- **Directive**: Reproduce every one of the following entries word for word, with no line altered.

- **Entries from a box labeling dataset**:
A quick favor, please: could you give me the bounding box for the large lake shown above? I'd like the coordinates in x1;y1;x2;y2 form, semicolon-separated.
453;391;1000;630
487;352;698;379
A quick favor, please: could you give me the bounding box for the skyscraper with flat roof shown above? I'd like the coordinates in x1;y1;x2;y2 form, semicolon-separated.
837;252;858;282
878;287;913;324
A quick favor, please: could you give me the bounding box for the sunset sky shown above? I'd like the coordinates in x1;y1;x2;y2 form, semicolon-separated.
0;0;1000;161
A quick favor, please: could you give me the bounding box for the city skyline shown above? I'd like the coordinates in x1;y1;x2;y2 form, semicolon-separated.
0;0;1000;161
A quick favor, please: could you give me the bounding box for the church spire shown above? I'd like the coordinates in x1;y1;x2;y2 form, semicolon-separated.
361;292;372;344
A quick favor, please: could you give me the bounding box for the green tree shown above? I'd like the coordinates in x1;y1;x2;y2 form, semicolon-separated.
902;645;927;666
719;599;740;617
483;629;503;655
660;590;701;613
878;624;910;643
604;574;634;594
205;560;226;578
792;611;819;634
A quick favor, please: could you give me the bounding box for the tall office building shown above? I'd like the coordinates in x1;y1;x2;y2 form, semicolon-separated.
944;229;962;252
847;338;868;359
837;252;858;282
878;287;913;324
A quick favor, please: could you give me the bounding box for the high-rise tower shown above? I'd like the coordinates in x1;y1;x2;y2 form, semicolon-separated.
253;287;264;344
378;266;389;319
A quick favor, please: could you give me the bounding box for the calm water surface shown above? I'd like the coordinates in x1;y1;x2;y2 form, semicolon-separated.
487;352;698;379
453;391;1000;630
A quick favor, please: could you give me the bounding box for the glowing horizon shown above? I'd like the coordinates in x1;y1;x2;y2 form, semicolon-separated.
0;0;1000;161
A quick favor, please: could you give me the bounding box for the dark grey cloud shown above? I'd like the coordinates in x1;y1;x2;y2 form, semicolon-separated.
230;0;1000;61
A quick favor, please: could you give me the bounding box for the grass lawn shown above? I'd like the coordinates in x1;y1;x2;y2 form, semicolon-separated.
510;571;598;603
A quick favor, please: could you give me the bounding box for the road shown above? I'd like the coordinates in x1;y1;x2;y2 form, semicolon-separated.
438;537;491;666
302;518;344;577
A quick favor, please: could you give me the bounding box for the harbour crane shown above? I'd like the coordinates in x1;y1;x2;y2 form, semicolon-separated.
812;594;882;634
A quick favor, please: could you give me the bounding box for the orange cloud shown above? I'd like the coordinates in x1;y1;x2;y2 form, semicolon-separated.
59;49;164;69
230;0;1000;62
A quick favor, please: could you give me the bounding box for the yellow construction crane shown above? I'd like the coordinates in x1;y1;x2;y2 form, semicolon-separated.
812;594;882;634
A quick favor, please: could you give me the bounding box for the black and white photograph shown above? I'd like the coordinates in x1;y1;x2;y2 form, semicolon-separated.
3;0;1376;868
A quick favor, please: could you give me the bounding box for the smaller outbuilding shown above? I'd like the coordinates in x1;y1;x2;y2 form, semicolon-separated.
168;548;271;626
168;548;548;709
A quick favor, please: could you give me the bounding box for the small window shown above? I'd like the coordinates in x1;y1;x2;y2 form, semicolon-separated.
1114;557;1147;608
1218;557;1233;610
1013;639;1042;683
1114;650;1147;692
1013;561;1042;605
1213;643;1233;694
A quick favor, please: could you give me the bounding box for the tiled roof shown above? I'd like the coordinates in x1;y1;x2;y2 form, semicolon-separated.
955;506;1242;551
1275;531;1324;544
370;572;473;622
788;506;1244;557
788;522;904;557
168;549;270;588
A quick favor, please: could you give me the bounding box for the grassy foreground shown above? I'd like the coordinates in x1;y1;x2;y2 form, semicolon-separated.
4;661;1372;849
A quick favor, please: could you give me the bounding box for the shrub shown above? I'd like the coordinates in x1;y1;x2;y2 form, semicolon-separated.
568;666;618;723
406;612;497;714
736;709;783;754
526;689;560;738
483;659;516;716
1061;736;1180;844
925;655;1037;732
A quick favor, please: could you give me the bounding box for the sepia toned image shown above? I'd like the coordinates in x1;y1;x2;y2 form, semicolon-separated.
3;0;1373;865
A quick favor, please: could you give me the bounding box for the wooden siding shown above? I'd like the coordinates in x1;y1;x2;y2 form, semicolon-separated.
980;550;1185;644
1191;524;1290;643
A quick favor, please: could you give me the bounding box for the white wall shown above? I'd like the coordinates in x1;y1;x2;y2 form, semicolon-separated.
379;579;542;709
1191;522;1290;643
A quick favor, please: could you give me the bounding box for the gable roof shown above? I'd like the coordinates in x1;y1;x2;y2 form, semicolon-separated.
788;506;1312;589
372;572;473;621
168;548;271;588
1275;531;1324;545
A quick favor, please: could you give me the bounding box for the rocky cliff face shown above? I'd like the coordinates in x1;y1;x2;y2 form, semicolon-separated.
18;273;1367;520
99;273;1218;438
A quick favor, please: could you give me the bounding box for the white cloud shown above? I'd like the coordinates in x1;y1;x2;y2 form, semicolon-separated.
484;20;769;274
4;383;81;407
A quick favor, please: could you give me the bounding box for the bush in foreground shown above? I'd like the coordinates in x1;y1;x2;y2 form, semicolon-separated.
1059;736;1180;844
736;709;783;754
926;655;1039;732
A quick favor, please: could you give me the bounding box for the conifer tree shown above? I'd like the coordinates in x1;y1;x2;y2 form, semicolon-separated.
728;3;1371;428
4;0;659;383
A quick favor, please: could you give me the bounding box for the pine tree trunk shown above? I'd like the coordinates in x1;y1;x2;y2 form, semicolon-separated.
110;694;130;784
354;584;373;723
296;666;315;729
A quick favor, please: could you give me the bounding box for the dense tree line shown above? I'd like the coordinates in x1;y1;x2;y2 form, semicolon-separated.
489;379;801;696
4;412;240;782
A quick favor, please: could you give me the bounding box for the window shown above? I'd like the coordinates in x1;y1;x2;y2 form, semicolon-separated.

- **Result below**:
A quick favor, please: could you give me the bounding box for the large lake shown above? I'd like the coordinates in x1;y1;x2;y2 form, semicolon-separated.
453;391;1000;630
487;352;698;379
A quick favor, please: could you give me the bounding box for the skyscraper with flat roof shown above? I'd like the coordinates in x1;y1;x2;y2 form, semicolon-separated.
837;252;858;282
878;287;913;324
A quick favor, please: could you give me the bounding box for the sunset sky shown above? I'd like the coordinates in x1;y1;x2;y2 form, semicolon-separated.
0;0;1000;161
A quick favor, please: could you give me the bounding box for the city skyline shown above? I'd like the coordinates in x1;y1;x2;y2 form, semicolon-separated.
0;0;1000;161
A quick favor, please: could you give me the bounding box for the church spire shown above? I'd like the coordinates in x1;y1;x2;y2 form, semicolon-separated.
361;292;372;344
A quick favor, please: could you give me the bounding box for the green tree shown above? I'd like the coordinates in x1;y1;x2;y2 form, semicolon-separated.
902;645;927;666
719;599;740;617
483;629;503;655
660;590;701;613
878;624;910;643
604;574;634;594
205;560;226;578
792;611;819;634
A quick favor, please: could you give me the bounding box for the tall office building shown above? I'd like the coordinates in x1;y1;x2;y2 form, semicolon-separated.
944;229;962;252
847;338;868;359
837;252;858;282
878;287;913;324
A quick favor, please: could you give me the bounding box for the high-rise tower shown above? I'd like the coordinates in x1;y1;x2;y2 form, semicolon-separated.
253;287;264;344
378;266;389;319
A quick favor, please: could you give me the bounding box for the calm water surface shown above? I'd like the coordinates in x1;y1;x2;y2 form, semicolon-separated.
487;352;698;379
453;391;1000;630
A quick favor, please: could you give me the bounding box for the glowing horizon shown above? I'd like the coordinates in x1;y1;x2;y2 form, semicolon-separated.
0;0;1000;161
A quick favor, please: could you give me the bounding box for the dark grey cloud shown above? I'd like the coordinates in x1;y1;x2;y2 form, semicolon-separated.
230;0;1000;61
A quick favor, please: could you give me the bounding box for the grass lawn shown above? I'd like the coordinates in x1;y1;x2;y2 form, semicolon-separated.
510;571;598;603
A quick favor, please: could you give me the bounding box for the road shown above? I'd like the coordinates in x1;y1;x2;y2 form, semicolon-separated.
438;537;491;666
302;518;344;577
A quick favor, please: could you give me the bounding box for the harbour crane shown above? I'd like the coordinates in x1;y1;x2;y2 form, semicolon-separated.
812;594;882;634
A quick favor, please: could you give me the bounding box for the orange cloud shown above? I'd like the coordinates in x1;y1;x2;y2 form, semicolon-separated.
59;49;164;69
230;0;1000;62
A quick favor, please: could you give me the bounding box for the yellow construction crane shown above? I'd like the coordinates in x1;y1;x2;y2 form, semicolon-separated.
812;594;882;634
A quick favor, please: could you give me the bounding box for the black and white photograph shown above? I'd like the coordinates in x1;y1;x2;y2 form, semicolon-separated.
3;0;1376;868
A quick favor, please: could you give me the bounding box for the smaller outbuilding shown above? I'd like the coordinates in x1;y1;x2;y2 form, semicolon-separated.
168;548;271;626
168;548;548;709
A quick favor, please: could you give me the bounding box for the small window shown above? I'd like the coordinates in x1;y1;x2;y2 form, semicolon-separated.
1114;557;1147;608
1218;557;1233;610
1013;639;1042;683
1114;650;1147;692
1013;561;1042;605
1213;643;1233;694
A quick favor, please: could you give me the bounding box for the tiled roof shown above? I'd like the coordinates in x1;y1;x2;y2 form, semicolon-separated.
955;506;1242;551
1275;531;1324;544
370;572;473;622
788;506;1244;557
788;522;904;557
168;549;270;588
A quick favor, please: could you give me the bounding box for the grassy foreground shown above? I'd like the coordinates in x1;y1;x2;y2 form, semicolon-separated.
4;661;1372;849
A quick favor, please: could you give me the bounding box for the shrub shown above? I'd like the coordinates in x1;y1;x2;y2 form, semicolon-separated.
568;666;618;723
406;612;497;714
736;709;783;754
526;689;560;738
483;659;516;716
1061;736;1180;844
925;655;1037;732
A quick favor, please: could you give me the bounding box for the sepia toned image shown above? I'd like the coordinates in x1;y1;x2;y2 form, semicolon-separated.
3;0;1373;865
A quick favor, please: could you give me the bounding box for the wooden siding shown above? I'd like the coordinates in x1;y1;x2;y2 form, semicolon-separated.
980;550;1185;644
1191;524;1290;643
A quick favor, please: could you give me the bounding box for the white wall shown above? I'd like the coordinates in x1;y1;x2;y2 form, semicolon-separated.
379;579;542;709
1191;522;1290;643
A quick favor, please: could you give me the bounding box for the gable roof shown above? I'd like the coordinates in x1;y1;x2;y2 form, semicolon-separated.
788;506;1312;589
372;572;473;621
168;548;271;588
1275;531;1324;545
A quick favor, please: could you give me the bounding box for the rocky cliff face shown above? I'd like the coordinates in x1;y1;x2;y2 form, semicolon-separated.
18;273;1367;520
99;273;1218;438
A quick favor, please: could you give me the bounding box for the white cloud shown above? I'd like the coordinates in x1;y1;x2;y2 form, semicolon-separated.
484;20;769;274
4;383;81;407
A quick favor, please: could you give me the bounding box for the bush in foreground shown above? I'd like the coordinates in x1;y1;x2;y2 form, semicolon-separated.
1059;736;1180;844
736;709;783;754
926;655;1039;732
A quick favor, please: could you give me the bounding box for the conifer tree shown above? I'd like the coordinates in x1;y1;x2;y2 form, semicolon-separated.
728;3;1371;428
4;0;659;383
A quick favor, please: could you give me the bounding box for the pine tree trunk shown above? I'd like the coordinates in x1;y1;x2;y2 form, semicolon-separated.
110;694;130;784
354;584;373;723
296;666;315;729
A quick favor, please: could you give me the bounding box for the dense tree line shown above? I'd like the coordinates in x1;y1;x2;y2 form, semicolon-separated.
489;379;801;696
4;412;240;782
A quick favor, please: could you give me the bounding box for the window shown above? I'd like the coordinates in x1;y1;x2;y2 form, semicolon-separated.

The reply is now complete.